>> BEGIN Extract provided
Heat exchanger element with a combustion chamber for a low CO and NOx emission combustor

Description

Technical Field

[0001] The present invention relates to a heat exchanger element comprising a combustion chamber for a heat exchanger for boiler and heating applications. More in particular the present invention relates to a heat exchanger element comprising a combustion chamber and a heavy load premix burner with minimal CO and NOx generation.

Background Art

[0002] Outward curved or ridged premix burner membranes, e.g. as known from WO 2004/082647 in the name of the applicant, especially the two ridged burner membranes, have proven to be very efficient in high load premix applications. The flame patterns produced by outward curved burner surfaces and ridged burner surfaces are defined by a lateral extending flame front. These burner membranes are designed for heavy load burning generating minimal amounts of CO and NOx. However, when these burners are mounted into a combustion chamber, still higher levels of CO and NOx are reached because of the available combustion volume in the combustion chamber and/or the combustion chamber interior design. High CO-values are created when the flame comes in direct contact with cold surfaces, thereby ending the combustion reaction too early. In a V-shaped combustion room of most state of the art heat exchangers the V-shape flame is burning directly onto the cold walls of the V-shaped combustion room. In such a V-shaped combustion room dead spaces are always created at the top directly besides the burner flame. High NOx values on the other hand are created when flue gasses are overheated, for example by recirculation of hot flue gasses due to irregular shape of the combustion room (dead angles). These constraints therefore hinder compaction of the combustion chamber, in spite of the compaction of the burner membrane.

[0003] It would be desirable to have a combustion chamber wherein complete combustion, without creation of undesirable combustion products, is guaranteed in the smallest volume attainable.

Disclosure of Invention

[0004] An aspect of the present invention provides a new heat exchanger element comprising a premix burner with an outward curved or ridged burner surface. Preferably, the premix burner is a metallic premix burner, more preferably, the premix burner is a metal fiber premix burner. Preferably the burner surface is shaped according to WO 2004/092647, but similar burner membrane shapes are also possible. The heat exchanger element further comprises a combustion chamber. The combustion chamber is bound on one side by the burner and is further made up of water cooled metal walls which first widen and thereafter narrow down to the width of a customary heat exchanger element. This creates enough space for a proper combustion, thereby reaching low emissions of NOx and CO.

[0005] The flame patterns produced by outward curved burner surfaces and ridged burner surfaces are defined by a lateral extending flame front. Preferably, in the first part of the combustion chamber (directly after the burner) the chamber opens up following the shape of the flame. Preferably at the level of the end of the lateral flame front, the chamber narrows, preferably gradually, down to the width of a flue gas draft of a customary heat exchanger element. In this way the lateral flame front and the hot flue gasses are perfectly aligned with the cooled sidewalls without creation of dead angles where recirculation could occur and due to avoiding direct burning of flames onto the water cooled metal walls which results in too early ending of the combustion reaction.
>> END Extract provided
>> BEGIN Available data
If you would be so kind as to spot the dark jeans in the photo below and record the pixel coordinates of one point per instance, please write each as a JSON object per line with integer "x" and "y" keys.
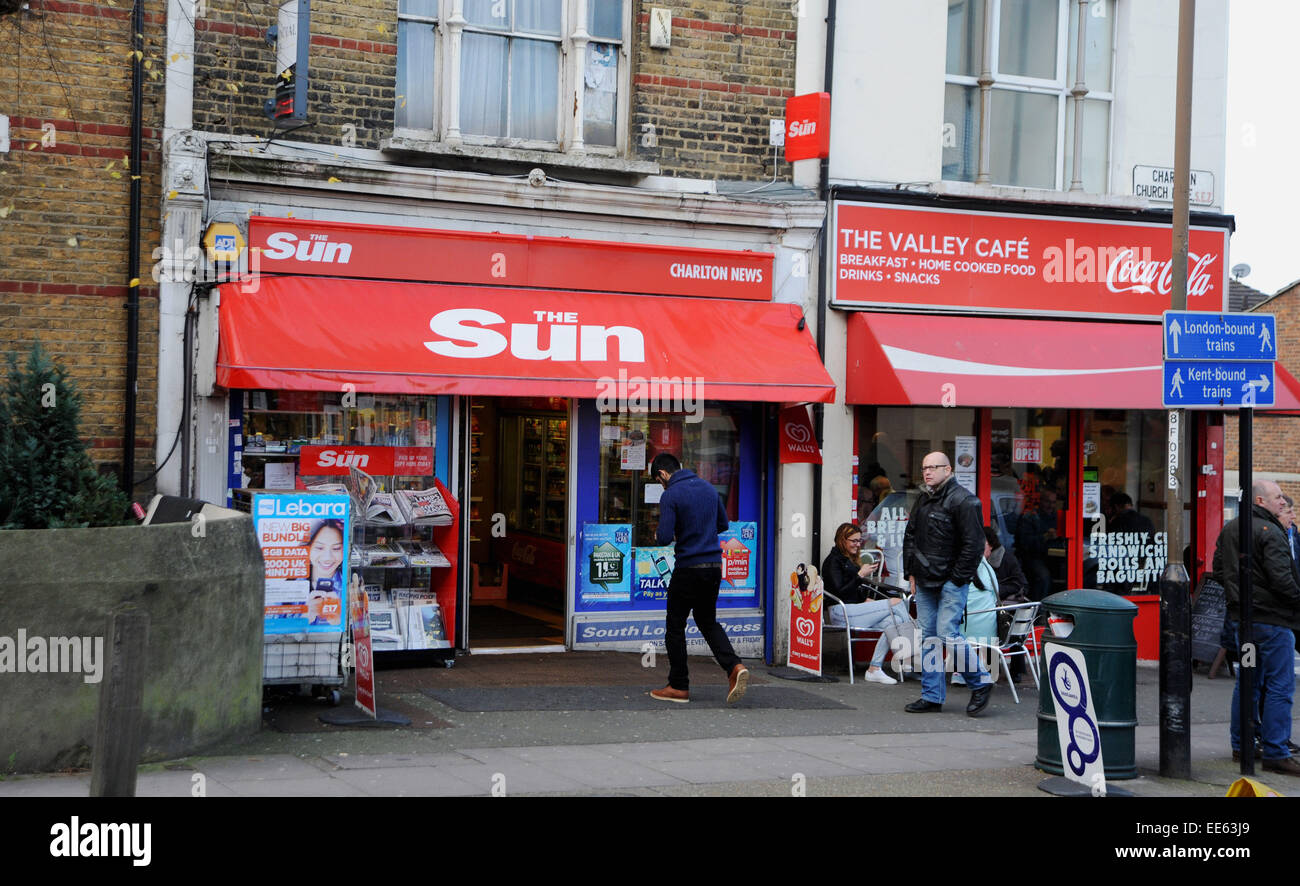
{"x": 694, "y": 590}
>> END Available data
## Instructions for the task
Please copy the passage on the heat exchanger element above word for word, beginning at the words "[0003] It would" and stopping after the words "smallest volume attainable.".

## Written response
[0003] It would be desirable to have a combustion chamber wherein complete combustion, without creation of undesirable combustion products, is guaranteed in the smallest volume attainable.